- **Dataset**
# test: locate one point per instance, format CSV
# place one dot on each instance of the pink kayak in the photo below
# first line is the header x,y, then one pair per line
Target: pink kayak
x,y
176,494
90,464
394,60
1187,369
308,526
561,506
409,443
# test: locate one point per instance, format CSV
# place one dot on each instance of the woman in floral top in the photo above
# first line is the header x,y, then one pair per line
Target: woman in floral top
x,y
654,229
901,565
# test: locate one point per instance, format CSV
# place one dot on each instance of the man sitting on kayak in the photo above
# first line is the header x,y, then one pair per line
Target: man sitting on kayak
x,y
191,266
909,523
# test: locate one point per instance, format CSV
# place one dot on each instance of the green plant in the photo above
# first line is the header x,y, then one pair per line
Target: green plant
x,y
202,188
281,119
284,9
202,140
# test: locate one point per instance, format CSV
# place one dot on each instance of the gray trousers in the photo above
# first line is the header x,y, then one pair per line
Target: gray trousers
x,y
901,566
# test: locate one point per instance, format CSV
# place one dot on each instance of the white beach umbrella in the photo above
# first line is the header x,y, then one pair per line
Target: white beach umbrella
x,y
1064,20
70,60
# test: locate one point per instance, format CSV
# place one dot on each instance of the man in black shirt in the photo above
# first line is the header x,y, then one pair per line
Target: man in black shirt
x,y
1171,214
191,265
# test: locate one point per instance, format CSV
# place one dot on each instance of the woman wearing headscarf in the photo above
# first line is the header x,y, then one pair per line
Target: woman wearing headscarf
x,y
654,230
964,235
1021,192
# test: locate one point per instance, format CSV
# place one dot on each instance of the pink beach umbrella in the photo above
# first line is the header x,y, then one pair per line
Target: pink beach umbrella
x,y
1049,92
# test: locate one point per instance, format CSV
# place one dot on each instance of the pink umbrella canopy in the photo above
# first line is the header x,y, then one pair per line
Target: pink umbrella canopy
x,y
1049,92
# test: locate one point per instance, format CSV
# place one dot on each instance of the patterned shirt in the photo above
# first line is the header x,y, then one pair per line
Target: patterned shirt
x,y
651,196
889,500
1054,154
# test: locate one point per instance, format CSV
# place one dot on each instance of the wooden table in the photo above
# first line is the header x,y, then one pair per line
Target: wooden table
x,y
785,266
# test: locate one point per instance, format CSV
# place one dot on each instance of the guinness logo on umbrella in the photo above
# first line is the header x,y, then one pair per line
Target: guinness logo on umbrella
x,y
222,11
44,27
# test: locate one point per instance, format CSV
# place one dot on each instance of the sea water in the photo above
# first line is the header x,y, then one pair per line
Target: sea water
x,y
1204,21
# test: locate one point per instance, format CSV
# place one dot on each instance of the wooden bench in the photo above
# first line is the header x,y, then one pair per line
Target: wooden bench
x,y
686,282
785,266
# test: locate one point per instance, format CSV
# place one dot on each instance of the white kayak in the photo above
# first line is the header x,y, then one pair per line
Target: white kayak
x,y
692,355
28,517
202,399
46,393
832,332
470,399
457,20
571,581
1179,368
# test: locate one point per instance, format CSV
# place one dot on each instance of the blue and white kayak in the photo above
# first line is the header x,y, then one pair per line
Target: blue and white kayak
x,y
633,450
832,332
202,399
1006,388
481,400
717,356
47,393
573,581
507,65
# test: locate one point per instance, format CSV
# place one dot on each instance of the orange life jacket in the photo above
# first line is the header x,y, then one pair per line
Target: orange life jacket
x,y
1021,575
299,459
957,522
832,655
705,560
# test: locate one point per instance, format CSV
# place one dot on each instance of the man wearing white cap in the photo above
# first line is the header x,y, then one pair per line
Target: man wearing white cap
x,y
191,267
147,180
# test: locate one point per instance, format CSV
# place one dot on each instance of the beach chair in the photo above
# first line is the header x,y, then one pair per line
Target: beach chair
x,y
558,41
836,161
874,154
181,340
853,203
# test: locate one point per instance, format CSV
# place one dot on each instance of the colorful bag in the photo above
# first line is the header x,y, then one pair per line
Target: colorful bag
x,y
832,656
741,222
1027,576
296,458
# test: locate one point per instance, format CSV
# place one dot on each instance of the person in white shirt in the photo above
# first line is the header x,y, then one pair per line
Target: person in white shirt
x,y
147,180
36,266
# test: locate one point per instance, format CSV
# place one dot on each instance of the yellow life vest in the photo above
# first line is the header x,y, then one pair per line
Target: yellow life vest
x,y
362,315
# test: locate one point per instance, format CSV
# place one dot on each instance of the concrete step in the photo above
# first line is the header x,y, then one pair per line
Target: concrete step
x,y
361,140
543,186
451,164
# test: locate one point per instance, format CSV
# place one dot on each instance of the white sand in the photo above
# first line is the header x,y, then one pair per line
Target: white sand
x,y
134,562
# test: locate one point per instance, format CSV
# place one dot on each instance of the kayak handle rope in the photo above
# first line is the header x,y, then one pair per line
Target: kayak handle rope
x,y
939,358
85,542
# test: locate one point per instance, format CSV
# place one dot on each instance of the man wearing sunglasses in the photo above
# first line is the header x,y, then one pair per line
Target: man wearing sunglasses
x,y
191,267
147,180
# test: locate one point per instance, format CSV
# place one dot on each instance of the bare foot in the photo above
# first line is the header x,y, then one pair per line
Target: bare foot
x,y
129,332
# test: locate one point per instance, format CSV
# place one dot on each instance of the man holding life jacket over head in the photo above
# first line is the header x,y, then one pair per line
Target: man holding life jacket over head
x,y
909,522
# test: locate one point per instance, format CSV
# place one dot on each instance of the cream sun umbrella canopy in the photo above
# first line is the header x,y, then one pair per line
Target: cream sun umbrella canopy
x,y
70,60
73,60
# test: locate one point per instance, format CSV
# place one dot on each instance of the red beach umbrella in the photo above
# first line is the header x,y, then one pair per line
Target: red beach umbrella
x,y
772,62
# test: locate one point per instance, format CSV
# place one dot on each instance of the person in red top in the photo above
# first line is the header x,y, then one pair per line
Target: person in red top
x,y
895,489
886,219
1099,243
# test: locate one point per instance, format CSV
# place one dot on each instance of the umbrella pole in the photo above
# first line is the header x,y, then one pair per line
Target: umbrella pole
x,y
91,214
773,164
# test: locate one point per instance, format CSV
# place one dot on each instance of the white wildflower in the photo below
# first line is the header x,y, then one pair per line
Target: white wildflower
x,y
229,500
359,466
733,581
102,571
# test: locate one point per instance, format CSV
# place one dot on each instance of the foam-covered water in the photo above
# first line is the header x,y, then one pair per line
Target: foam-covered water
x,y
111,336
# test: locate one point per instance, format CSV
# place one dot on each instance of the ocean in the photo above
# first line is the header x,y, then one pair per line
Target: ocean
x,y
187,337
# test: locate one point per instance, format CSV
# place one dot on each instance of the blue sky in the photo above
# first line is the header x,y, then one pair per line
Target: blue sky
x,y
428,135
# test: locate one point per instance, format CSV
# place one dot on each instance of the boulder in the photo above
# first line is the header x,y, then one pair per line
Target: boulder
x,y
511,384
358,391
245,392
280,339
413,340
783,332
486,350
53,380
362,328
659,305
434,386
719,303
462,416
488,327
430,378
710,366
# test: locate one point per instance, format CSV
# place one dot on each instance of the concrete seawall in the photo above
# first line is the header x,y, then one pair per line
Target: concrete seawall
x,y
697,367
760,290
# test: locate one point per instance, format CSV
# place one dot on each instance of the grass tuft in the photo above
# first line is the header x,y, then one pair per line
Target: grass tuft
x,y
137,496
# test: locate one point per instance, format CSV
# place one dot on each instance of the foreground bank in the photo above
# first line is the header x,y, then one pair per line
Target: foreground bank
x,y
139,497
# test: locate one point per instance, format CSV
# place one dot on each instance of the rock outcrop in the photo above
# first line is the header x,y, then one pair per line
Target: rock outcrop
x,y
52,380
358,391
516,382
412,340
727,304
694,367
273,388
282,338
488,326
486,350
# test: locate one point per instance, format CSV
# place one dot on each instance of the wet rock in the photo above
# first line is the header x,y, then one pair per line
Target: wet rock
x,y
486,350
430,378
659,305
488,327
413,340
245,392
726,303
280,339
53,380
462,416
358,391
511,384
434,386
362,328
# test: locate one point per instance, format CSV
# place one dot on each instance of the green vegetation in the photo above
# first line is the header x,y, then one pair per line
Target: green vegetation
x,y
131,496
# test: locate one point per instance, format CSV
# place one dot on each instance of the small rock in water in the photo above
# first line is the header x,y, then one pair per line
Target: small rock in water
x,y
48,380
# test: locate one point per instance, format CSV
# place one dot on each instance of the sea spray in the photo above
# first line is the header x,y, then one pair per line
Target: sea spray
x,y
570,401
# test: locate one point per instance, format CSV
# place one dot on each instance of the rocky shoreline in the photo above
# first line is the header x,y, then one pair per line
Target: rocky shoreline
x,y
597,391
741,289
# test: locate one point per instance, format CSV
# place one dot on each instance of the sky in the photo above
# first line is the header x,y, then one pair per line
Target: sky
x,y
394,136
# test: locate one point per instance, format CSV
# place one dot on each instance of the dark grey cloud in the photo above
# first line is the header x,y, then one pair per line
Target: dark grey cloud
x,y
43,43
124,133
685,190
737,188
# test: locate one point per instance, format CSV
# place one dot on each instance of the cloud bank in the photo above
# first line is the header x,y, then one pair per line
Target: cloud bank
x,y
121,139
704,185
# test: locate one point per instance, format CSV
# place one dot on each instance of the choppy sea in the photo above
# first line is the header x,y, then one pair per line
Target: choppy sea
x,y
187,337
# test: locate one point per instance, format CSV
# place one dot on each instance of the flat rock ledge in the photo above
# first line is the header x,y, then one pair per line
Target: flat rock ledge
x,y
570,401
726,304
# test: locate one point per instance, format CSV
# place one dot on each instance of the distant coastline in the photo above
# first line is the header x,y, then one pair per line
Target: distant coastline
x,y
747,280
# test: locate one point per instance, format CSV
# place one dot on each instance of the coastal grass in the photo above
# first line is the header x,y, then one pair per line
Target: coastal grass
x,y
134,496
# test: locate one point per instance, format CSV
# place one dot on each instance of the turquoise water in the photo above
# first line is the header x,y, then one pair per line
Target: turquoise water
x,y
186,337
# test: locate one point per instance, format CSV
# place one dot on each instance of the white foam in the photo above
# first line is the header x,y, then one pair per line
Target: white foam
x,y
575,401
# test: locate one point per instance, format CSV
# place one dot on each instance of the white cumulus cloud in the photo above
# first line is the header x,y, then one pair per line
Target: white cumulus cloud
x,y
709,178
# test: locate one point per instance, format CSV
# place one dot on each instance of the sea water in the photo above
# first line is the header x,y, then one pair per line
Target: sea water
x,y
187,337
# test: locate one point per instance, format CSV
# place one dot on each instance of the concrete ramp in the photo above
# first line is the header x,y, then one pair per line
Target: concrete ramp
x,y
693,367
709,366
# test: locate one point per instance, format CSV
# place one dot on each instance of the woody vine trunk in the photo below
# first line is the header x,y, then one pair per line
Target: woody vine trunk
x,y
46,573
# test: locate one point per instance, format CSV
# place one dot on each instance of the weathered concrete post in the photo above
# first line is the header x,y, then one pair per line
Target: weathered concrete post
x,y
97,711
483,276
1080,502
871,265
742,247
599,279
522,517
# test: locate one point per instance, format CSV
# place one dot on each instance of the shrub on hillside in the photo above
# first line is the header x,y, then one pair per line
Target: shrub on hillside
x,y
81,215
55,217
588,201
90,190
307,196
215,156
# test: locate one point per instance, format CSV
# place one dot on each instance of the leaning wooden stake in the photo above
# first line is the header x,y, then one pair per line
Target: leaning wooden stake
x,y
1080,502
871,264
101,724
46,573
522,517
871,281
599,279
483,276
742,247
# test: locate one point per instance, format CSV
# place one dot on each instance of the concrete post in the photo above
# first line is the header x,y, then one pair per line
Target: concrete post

- **The task**
Return each line of the data above that contains the word "trousers", copied without changes.

- **Exercise solution**
# place one dot on each instance of the gray trousers in the photo above
Target: gray trousers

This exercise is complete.